## SOURCE DATA

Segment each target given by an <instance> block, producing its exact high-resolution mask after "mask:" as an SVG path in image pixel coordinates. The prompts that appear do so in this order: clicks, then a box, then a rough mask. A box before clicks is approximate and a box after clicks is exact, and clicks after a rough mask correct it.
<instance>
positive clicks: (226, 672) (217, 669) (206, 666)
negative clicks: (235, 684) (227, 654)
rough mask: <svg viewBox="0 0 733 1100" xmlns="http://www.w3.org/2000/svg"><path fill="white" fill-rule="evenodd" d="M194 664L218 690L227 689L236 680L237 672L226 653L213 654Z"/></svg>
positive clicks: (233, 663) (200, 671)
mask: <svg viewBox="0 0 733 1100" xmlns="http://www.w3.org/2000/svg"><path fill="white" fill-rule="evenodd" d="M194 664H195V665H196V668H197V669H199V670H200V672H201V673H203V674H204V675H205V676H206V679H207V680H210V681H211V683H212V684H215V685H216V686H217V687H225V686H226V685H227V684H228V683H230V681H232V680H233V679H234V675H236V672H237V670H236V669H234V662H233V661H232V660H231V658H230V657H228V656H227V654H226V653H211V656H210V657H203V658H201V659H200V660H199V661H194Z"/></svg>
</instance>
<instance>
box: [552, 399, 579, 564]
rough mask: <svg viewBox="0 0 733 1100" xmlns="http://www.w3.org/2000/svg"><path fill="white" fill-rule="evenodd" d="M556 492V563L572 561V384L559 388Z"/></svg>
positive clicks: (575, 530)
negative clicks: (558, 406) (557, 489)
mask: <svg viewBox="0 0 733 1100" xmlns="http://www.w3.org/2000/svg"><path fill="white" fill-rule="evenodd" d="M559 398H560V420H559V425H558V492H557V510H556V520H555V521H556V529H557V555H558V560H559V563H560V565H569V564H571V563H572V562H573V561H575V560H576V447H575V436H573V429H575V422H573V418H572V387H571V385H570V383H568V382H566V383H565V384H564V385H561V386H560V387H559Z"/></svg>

## HOW TO COMPLETE THIS TASK
Copy out word for word everything from the line containing "</instance>" down to the end of the items.

## ANSWER SECTION
</instance>
<instance>
box: [552, 399, 579, 564]
rough mask: <svg viewBox="0 0 733 1100" xmlns="http://www.w3.org/2000/svg"><path fill="white" fill-rule="evenodd" d="M556 492V563L572 561V384L559 388Z"/></svg>
positive clicks: (575, 530)
negative clicks: (558, 406) (557, 489)
mask: <svg viewBox="0 0 733 1100" xmlns="http://www.w3.org/2000/svg"><path fill="white" fill-rule="evenodd" d="M559 398H560V420H559V425H558V492H557V510H556V520H555V521H556V529H557V555H558V560H559V563H560V565H569V564H571V563H572V562H573V561H575V560H576V447H575V436H573V429H575V422H573V418H572V387H571V385H570V383H568V382H566V383H565V384H564V385H561V386H560V387H559Z"/></svg>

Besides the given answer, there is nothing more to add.